#### Do this:
Retype the whole listing, please, keeping every line exact and dropping the pictures.

(Pointing dataset records)
[START]

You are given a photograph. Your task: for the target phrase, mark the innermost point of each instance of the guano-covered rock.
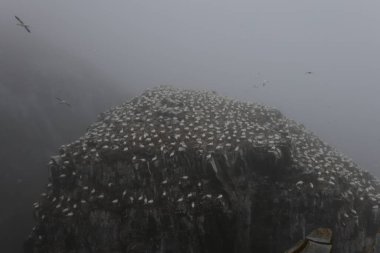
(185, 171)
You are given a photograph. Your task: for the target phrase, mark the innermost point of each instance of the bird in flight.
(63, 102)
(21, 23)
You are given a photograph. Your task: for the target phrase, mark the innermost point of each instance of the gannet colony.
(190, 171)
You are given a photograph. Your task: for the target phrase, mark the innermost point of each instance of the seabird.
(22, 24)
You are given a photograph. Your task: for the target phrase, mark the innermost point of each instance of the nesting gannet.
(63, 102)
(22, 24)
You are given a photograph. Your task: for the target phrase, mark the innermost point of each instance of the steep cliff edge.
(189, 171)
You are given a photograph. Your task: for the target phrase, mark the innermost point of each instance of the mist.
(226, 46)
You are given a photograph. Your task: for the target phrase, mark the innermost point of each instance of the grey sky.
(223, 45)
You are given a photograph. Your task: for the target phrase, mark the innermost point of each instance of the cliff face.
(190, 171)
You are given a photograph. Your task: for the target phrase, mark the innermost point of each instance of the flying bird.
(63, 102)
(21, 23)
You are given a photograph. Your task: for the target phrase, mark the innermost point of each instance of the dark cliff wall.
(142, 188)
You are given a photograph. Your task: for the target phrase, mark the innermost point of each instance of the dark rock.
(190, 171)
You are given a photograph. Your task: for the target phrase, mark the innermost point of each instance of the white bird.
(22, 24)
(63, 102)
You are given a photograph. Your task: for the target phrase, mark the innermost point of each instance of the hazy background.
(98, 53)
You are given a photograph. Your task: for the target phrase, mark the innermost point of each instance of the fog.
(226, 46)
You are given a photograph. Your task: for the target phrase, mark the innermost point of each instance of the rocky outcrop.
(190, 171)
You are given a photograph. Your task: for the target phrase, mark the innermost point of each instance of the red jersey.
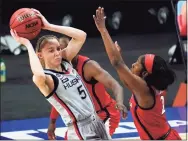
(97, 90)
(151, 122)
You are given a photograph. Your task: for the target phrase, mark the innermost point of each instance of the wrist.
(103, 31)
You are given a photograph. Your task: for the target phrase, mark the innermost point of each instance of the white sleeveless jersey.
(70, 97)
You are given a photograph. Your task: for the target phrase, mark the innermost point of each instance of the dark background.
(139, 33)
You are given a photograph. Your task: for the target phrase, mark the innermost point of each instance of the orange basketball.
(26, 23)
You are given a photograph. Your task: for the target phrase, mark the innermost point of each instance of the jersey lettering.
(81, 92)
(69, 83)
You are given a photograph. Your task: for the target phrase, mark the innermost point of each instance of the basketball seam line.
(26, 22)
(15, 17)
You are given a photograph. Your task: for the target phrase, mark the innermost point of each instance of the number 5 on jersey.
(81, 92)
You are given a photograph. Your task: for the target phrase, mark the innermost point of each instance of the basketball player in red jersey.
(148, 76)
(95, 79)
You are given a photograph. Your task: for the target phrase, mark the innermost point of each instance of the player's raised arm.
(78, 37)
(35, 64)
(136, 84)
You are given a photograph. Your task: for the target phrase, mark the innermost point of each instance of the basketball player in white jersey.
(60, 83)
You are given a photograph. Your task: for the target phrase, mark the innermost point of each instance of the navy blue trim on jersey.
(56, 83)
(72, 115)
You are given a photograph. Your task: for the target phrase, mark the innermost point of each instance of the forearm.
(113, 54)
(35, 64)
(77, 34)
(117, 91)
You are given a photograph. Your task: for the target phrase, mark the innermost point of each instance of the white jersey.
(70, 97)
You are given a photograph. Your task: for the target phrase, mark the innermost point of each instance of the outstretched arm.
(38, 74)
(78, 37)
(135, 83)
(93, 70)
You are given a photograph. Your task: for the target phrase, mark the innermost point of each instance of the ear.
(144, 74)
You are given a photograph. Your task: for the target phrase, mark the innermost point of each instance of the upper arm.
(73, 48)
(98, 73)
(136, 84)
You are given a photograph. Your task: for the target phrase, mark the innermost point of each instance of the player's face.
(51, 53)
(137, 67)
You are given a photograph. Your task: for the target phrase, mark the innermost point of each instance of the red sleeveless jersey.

[END]

#### Full response:
You are given a photograph. Your task: for the target phrase, mark the innermost point of each instance of the guano-covered rock.
(185, 171)
You are given a photograph. Your task: for the target phrase, mark the innermost point of each instance of the bird in flight.
(63, 102)
(21, 23)
You are given a photograph. Your task: for the target phrase, mark the innermost point of each instance of the gannet colony.
(190, 171)
You are given a photograph. Your task: for the target phrase, mark the innermost point of each instance of the seabird.
(22, 24)
You are given a photograph. Your task: for the target phrase, mark the innermost point of each instance of the nesting gannet.
(63, 102)
(22, 24)
You are given a photograph. Your task: for the target phrase, mark the innermost point of each instance of the steep cliff edge.
(189, 171)
You are given a photograph. Your task: for the target phrase, mark the innermost point of each instance of the mist.
(226, 46)
You are given a photograph. Your task: for the target phrase, mark the innermost point of each instance of the grey sky.
(223, 45)
You are given a photograph. Your task: for the target phrase, mark the innermost point of each instance of the cliff face.
(190, 171)
You are given a photograph. Your task: for the target phrase, mark the innermost point of each instance of the flying bird.
(63, 102)
(21, 23)
You are given a photograph. Your task: for the target phrase, mark the innermost point of each instance of the dark cliff wall.
(142, 188)
You are given a photograph. Your task: for the target phrase, mark the innermost point of each instance of the dark rock.
(190, 171)
You are given a photograph. Your task: for the target phrase, mark the innermost point of each instance of the white bird.
(22, 24)
(63, 102)
You are given a photograph. Your task: for the target phrase, mark the innermost point of each instance of the hazy background.
(98, 53)
You are given a photograph. Your task: for the target phrase, mark the innermost point of each instance of the fog.
(226, 46)
You are given a photograph. Your task: for the target phrase, mark the innermost point of each instance of the rocky outcrop.
(190, 171)
You are given a photograph. Your task: for the target phrase, mark the innermost point of each instance of the red jersey.
(97, 90)
(151, 122)
You are given a photograph. Your task: for the target phrase, mark the innermost point of each instance of the wrist.
(103, 31)
You are given a photograph. Your task: for the target phrase, mark the innermost point of each instance of the white sleeveless jersey.
(70, 97)
You are given a photograph. Your task: for the target phrase, mark the innermost point of each instance of the dark background.
(139, 33)
You are given a photograph. Your task: for the target phrase, mark the innermost point of each instance of the orange basketball.
(26, 23)
You are given a photograph. Your task: for the target phrase, mark the innermost point of each instance of the jersey lettering.
(81, 92)
(69, 83)
You are given a photograph. Your task: for the target phrase, mark the innermost point of each instance of the basketball seam line.
(26, 22)
(15, 17)
You are given a photograph. Your task: for the target phrase, mark the innermost point of each instance of the number 5 on jersey.
(81, 92)
You are given a photograph. Your task: for the target phrase, mark the innermost point of each instance of the basketball player in red jersey.
(148, 76)
(95, 79)
You are given a photograph. Your task: for the target phrase, mark the innermost point of each instance of the player's raised arm.
(78, 37)
(35, 64)
(136, 84)
You are given a photograph. Your task: for the target phrase, mark the innermost point of each instance of the basketball player in white jersey.
(60, 83)
You are given a photograph. Your task: for the target phrase, mark the innermost point of each instance of the navy blue trim on jersey.
(56, 83)
(72, 115)
You are given a photograph. Your task: for the target phrase, mark the innermost point of each instance of the forearm.
(113, 54)
(35, 64)
(77, 34)
(117, 91)
You are given a photograph. Your task: for the target phrase, mark the innermost point of each instance of the white jersey.
(70, 97)
You are given a photograph. Your task: for the target phrase, mark the innermost point of each instance of the outstretched arm.
(38, 74)
(78, 37)
(135, 83)
(93, 70)
You are given a photograph. Your task: for the target phrase, mark the innermost point of each instance of the ear.
(144, 74)
You are given a photograph. Your task: for the target phrase, mark the innermost point of each instance of the upper arm.
(73, 48)
(98, 73)
(136, 84)
You are given a photograph. Your task: for the target phrase, mark the innermost point of each instance of the player's face.
(51, 53)
(137, 67)
You are given a photograph. Your task: for the target phrase, mark the innermost point of each instance of the red sleeveless jersey.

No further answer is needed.